⟨

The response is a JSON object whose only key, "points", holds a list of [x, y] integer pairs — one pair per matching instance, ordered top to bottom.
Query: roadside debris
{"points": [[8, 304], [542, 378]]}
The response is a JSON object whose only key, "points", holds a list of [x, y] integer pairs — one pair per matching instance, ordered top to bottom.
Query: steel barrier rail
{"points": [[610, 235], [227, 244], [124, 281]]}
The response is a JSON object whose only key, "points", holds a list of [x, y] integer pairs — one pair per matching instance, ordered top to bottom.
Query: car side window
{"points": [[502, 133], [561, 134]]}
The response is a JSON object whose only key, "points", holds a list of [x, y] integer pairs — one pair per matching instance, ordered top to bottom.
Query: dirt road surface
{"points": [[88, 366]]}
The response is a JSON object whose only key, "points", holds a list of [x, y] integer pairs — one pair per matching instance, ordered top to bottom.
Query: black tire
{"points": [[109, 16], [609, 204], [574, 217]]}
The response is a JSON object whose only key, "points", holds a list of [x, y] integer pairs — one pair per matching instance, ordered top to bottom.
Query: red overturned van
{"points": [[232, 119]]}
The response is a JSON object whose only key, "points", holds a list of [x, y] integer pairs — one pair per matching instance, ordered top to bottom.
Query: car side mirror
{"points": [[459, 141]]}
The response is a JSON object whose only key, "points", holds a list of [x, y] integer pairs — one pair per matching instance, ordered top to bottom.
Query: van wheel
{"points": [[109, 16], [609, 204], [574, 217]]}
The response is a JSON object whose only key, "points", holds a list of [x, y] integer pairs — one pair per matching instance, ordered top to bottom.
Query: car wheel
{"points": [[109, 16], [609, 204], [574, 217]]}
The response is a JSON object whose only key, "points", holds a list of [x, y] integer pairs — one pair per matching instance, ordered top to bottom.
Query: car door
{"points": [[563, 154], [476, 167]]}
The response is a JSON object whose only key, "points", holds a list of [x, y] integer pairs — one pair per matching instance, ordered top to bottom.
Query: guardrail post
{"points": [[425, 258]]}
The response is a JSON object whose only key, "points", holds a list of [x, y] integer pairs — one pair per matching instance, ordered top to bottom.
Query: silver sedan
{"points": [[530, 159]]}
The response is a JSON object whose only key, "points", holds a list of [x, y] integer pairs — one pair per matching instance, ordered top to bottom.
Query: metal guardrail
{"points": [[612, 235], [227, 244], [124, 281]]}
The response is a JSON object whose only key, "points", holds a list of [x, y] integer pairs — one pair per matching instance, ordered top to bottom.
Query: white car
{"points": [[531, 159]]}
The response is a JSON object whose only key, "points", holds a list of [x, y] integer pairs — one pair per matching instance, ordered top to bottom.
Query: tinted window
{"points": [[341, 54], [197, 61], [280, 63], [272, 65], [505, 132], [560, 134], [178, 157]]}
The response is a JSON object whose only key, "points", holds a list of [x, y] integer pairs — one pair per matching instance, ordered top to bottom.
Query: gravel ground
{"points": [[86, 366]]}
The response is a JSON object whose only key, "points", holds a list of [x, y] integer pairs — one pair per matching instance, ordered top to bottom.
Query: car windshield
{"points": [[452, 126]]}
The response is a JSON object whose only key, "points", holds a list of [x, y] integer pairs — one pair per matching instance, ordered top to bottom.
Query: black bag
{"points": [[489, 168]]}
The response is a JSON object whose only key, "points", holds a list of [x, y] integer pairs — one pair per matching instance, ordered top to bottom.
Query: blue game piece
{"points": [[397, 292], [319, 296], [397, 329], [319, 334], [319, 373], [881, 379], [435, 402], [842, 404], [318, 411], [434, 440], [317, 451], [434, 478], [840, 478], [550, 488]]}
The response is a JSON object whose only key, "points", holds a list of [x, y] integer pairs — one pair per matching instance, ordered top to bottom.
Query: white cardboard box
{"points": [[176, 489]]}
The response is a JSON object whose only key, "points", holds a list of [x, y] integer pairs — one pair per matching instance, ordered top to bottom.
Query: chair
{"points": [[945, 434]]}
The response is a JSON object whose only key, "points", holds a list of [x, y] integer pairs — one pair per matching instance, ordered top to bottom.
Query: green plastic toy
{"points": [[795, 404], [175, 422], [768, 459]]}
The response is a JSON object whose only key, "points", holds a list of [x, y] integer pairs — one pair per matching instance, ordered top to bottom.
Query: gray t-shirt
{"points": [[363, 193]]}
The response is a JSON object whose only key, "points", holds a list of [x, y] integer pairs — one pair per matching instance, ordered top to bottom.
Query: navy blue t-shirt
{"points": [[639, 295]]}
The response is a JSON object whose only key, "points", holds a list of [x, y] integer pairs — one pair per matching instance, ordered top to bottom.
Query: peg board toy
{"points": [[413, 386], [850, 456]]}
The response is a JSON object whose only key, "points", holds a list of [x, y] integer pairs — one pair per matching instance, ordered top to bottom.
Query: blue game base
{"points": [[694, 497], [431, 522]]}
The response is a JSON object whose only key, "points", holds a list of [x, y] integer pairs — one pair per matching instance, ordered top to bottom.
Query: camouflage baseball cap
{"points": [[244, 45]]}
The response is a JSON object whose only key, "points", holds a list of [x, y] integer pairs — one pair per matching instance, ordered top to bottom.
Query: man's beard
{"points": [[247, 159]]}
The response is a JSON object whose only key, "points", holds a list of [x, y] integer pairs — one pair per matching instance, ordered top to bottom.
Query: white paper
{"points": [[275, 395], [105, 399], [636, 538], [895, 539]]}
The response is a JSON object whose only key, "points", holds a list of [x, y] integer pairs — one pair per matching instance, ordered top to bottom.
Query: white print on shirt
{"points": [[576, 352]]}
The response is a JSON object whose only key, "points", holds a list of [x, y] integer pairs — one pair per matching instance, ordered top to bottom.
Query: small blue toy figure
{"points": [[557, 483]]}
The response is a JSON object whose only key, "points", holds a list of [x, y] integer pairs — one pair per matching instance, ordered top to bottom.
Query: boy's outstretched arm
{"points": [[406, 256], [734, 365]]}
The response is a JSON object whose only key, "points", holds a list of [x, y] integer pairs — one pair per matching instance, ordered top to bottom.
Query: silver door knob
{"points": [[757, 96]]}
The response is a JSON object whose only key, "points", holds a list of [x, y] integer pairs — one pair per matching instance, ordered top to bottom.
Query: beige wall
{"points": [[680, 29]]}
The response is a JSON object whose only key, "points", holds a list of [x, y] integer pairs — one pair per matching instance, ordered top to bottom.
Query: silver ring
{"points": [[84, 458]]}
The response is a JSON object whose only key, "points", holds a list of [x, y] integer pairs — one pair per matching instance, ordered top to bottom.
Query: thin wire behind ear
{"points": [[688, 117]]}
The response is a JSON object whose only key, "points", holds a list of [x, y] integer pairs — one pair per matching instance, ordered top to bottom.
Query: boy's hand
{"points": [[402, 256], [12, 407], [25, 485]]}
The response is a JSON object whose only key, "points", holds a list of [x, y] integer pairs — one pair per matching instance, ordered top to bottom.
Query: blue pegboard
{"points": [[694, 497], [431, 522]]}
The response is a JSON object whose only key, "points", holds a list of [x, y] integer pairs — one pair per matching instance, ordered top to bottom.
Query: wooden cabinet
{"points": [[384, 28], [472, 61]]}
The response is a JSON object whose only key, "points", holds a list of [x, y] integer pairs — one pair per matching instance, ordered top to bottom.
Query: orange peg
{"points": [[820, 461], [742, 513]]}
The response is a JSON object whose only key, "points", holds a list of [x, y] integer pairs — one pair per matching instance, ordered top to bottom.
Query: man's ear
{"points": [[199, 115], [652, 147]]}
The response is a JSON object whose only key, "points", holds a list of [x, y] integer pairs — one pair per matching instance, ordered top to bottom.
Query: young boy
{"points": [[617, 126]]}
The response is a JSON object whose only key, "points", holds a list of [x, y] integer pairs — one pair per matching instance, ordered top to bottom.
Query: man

⟩

## [Task to carry out]
Exact copies of all the records are required.

## [Response box]
The response is a JSON object whose only key, "points", holds a list of [x, y] integer pairs — one pair per matching instance, ordered top to bottom.
Query: roadside debris
{"points": [[8, 304], [542, 378]]}
The response is a JSON object whose only key, "points", holds a list of [x, y] integer pairs — one pair per matching instance, ordered top to bottom.
Query: steel barrier rail
{"points": [[610, 235], [227, 244], [124, 281]]}
The response is a JSON object whose only key, "points", holds a list of [x, y] integer pairs — one pair per matching instance, ordered top to bottom.
Query: car side window
{"points": [[502, 133], [561, 134]]}
The response is a JSON object whose only key, "points", holds a list of [x, y] integer pairs — one pair per matching instance, ordered top to bottom.
Query: dirt road surface
{"points": [[88, 366]]}
The response is a JSON object whose only key, "points", holds a list of [x, y] integer pairs — one pair per matching instance, ordered top to bottom.
Query: black tire
{"points": [[109, 16], [609, 204], [574, 217]]}
The response is a JSON object whose only key, "points", holds a list of [x, y] integer pairs — one pair per matching instance, ordered top to bottom.
Query: red overturned van
{"points": [[232, 119]]}
The response is a JSON object whose only key, "points", holds a list of [x, y] integer pairs — one pair per matching instance, ordered top to bottom.
Query: car side mirror
{"points": [[459, 141]]}
The response is a JSON object whose only key, "points", holds a list of [x, y] integer pairs — one pair per matching instance, ordered top to bottom.
Query: van wheel
{"points": [[109, 16], [609, 204], [574, 217]]}
The response is a JSON object whose only key, "points", holds a list of [x, y] integer pairs — one pair per matching instance, ordered top to bottom.
Query: car wheel
{"points": [[109, 16], [609, 204], [574, 217]]}
The response is a JSON object whose only key, "points", holds a list of [x, y] integer pairs — one pair per matching instance, ordered top to bottom.
Query: car door
{"points": [[563, 154], [476, 167]]}
The response is a JSON object whose only key, "points", holds a list of [x, y] integer pairs — one pair per matching instance, ordered top to bottom.
Query: guardrail post
{"points": [[425, 258]]}
The response is a JSON object whose only key, "points", holds a list of [x, y] integer pairs — one pair per matching instance, ordered top to bottom.
Query: silver sedan
{"points": [[530, 159]]}
The response is a JSON object whose only key, "points", holds a list of [x, y] integer pairs — one pair per matching instance, ordered top to bottom.
Query: metal guardrail
{"points": [[612, 235], [227, 244], [124, 281]]}
The response is a JSON object whose only key, "points", holds a list of [x, y] integer pairs — one pair per matching instance, ordered top to bottom.
Query: white car
{"points": [[531, 159]]}
The response is a JSON object whose only key, "points", holds a list of [x, y] integer pairs — one pair per matching instance, ordered top to bottom.
Query: tinted window
{"points": [[341, 54], [197, 61], [280, 63], [272, 65], [505, 132], [560, 134], [178, 157]]}
The response is a JSON object whose only key, "points", holds a list of [x, y] integer pairs — one pair per matching instance, ordered top to bottom.
Query: gravel ground
{"points": [[86, 366]]}
The response is a JSON object whose only key, "points", holds a list of [x, y] integer pairs — one pair per matching instance, ordered top to bottom.
Query: car windshield
{"points": [[452, 126]]}
The response is a JSON object whose only key, "points", holds a list of [x, y] integer pairs — one pair per matching instance, ordered top to bottom.
Query: black bag
{"points": [[489, 168]]}
The response is a JSON object whose only key, "points", holds a list of [x, y] integer pairs — one pair per matching instance, ordered top to bottom.
Query: blue game piece
{"points": [[397, 292], [319, 296], [397, 329], [319, 334], [319, 373], [881, 379], [435, 402], [842, 404], [318, 411], [434, 440], [317, 451], [434, 478], [840, 478], [550, 488]]}
The response is a JSON object whose only key, "points", holds a list of [x, y] integer pairs — one pair per matching instance, ordered top to bottom.
Query: white cardboard box
{"points": [[176, 489]]}
The response is a JSON object whose only key, "points", holds a list of [x, y] integer pairs — one pair per matching instance, ordered top to bottom.
Query: chair
{"points": [[945, 434]]}
The response is a JSON object whose only key, "points", holds a list of [x, y] integer pairs — one pair per matching instance, ordered top to bottom.
Query: green plastic toy
{"points": [[795, 404], [175, 422], [768, 459]]}
The response is a JSON object whose only key, "points", holds a list of [x, y] integer pairs — one pair per matching instance, ordered top to bottom.
Query: gray t-shirt
{"points": [[363, 193]]}
The response is a JSON object whose only key, "points", holds a list of [x, y] integer pairs — one pair per matching instance, ordered top to bottom.
Query: navy blue t-shirt
{"points": [[639, 295]]}
The response is a JSON object whose only key, "points", holds a list of [x, y] integer pairs — one pair per matching instance, ordered top to bottom.
Query: peg board toy
{"points": [[413, 386], [850, 456]]}
The response is a JSON object whose only key, "points", holds a list of [x, y] integer pairs — one pair per matching instance, ordered top to bottom.
Query: blue game base
{"points": [[694, 497], [431, 522]]}
The response is a JSON object whose only key, "points", holds a list of [x, y] integer pairs — one pair per matching instance, ordered top to bottom.
Query: camouflage baseball cap
{"points": [[244, 45]]}
The response is a JSON object whose only key, "points", holds a list of [x, y] integer pairs — one pair per matching instance, ordered top to bottom.
Query: man's beard
{"points": [[247, 159]]}
The response is a JSON object whose only key, "points", holds a list of [x, y] integer pairs — one pair per matching instance, ordered top to bottom.
Query: white paper
{"points": [[275, 395], [105, 399], [636, 538], [895, 539]]}
The response is a JSON object whose only key, "points", holds a list of [x, y] integer pairs — one pair per matching instance, ordered top to bottom.
Query: white print on shirt
{"points": [[576, 352]]}
The response is a JSON object whose only key, "points", holds a list of [x, y] integer pairs — one pair per matching instance, ordered top to bottom.
Query: small blue toy figure
{"points": [[557, 483]]}
The response is a JSON object whose only key, "points", holds a list of [x, y] integer pairs — one pair per matching instance, ordered top to bottom.
Query: boy's outstretched arm
{"points": [[406, 256], [734, 365]]}
The response is a JSON object whose only key, "points", holds a list of [x, y] integer pairs — one pair per matching instance, ordered top to bottom.
Query: silver door knob
{"points": [[757, 96]]}
The response is a JSON object whose only key, "points", holds a list of [x, y] integer pairs — one pair per matching instance, ordered top to bottom.
Query: beige wall
{"points": [[680, 29]]}
The response is a JSON object whose only key, "points", holds a list of [x, y] integer pairs — one pair per matching instance, ordered top to bottom.
Query: silver ring
{"points": [[84, 458]]}
The response is a JSON object whose only key, "points", holds a list of [x, y] integer pairs — one pair per matching instance, ordered top to bottom.
Query: thin wire behind ear
{"points": [[688, 117]]}
The response is a JSON object whose only key, "points", holds a list of [x, y] integer pairs — one pair per matching instance, ordered top to bottom.
Query: boy's hand
{"points": [[402, 256], [12, 407], [25, 485]]}
The response is a JSON object whose only key, "points", holds a list of [x, y] integer pairs — one pair per matching instance, ordered top to bottom.
Query: blue pegboard
{"points": [[694, 497], [431, 522]]}
The response is a JSON object whose only key, "points", holds a list of [x, y] integer pairs — one pair per matching instance, ordered top to bottom.
Query: wooden cabinet
{"points": [[384, 28], [472, 61]]}
The response is a JSON object whose only key, "points", holds a list of [x, y] integer pairs — one pair per matching instance, ordered top to bottom.
Query: orange peg
{"points": [[820, 461], [742, 513]]}
The response is a JSON object whose only key, "points", holds a list of [x, y] integer pairs — one pair per matching instance, ordered top to bottom.
Query: man's ear
{"points": [[199, 115], [652, 147]]}
The response is a JSON object whose only key, "points", holds a list of [x, y] integer pairs — one pair per matching instance, ordered top to bottom.
Query: young boy
{"points": [[617, 126]]}
The response is a JSON object whose only key, "points", holds a list of [x, y] integer pairs — one pair per matching instance, ordered top to bottom.
Query: man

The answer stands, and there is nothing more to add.